• [Exercise] Using the records below, copy out exactly the line that contains "x=259, y=159" and every line that follows it, up to and including the last, and no others.

• [Data records]
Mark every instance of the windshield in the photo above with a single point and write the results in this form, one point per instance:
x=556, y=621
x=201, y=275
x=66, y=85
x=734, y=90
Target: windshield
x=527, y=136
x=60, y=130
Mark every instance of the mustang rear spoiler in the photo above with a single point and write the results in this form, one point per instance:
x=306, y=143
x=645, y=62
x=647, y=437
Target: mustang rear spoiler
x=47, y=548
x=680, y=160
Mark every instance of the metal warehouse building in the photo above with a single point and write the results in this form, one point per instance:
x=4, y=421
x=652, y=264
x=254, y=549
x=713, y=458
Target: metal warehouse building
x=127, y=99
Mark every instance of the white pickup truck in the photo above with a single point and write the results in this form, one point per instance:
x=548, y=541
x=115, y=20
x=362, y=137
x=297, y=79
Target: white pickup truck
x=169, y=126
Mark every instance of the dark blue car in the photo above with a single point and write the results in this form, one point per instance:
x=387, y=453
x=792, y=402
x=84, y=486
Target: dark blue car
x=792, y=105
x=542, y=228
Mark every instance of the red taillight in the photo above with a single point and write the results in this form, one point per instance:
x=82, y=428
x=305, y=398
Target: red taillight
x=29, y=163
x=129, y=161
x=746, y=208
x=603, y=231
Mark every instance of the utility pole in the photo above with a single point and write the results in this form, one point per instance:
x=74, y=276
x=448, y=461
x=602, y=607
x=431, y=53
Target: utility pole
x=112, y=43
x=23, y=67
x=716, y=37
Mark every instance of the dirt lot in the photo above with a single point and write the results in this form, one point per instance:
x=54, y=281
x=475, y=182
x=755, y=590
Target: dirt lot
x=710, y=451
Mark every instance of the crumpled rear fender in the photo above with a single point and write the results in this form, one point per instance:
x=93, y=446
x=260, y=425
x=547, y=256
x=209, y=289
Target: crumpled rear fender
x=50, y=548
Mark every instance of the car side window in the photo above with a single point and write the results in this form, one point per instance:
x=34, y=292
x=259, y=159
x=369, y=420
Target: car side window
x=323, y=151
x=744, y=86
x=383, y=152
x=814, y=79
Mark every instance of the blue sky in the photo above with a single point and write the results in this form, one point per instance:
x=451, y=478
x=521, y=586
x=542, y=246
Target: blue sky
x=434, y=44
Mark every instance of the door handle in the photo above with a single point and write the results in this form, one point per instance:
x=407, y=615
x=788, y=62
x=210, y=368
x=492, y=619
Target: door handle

• [Answer below]
x=259, y=159
x=369, y=420
Target: car side window
x=323, y=151
x=744, y=86
x=383, y=152
x=814, y=79
Mark every instance of the blue sky in the photo above with a single point and write the results in this form, one point per instance:
x=451, y=478
x=521, y=586
x=542, y=246
Target: blue sky
x=434, y=44
Mark every instance of the door handle in the photo above with a single point and write the results in this form, one point per instance:
x=407, y=615
x=788, y=62
x=210, y=368
x=492, y=619
Target: door handle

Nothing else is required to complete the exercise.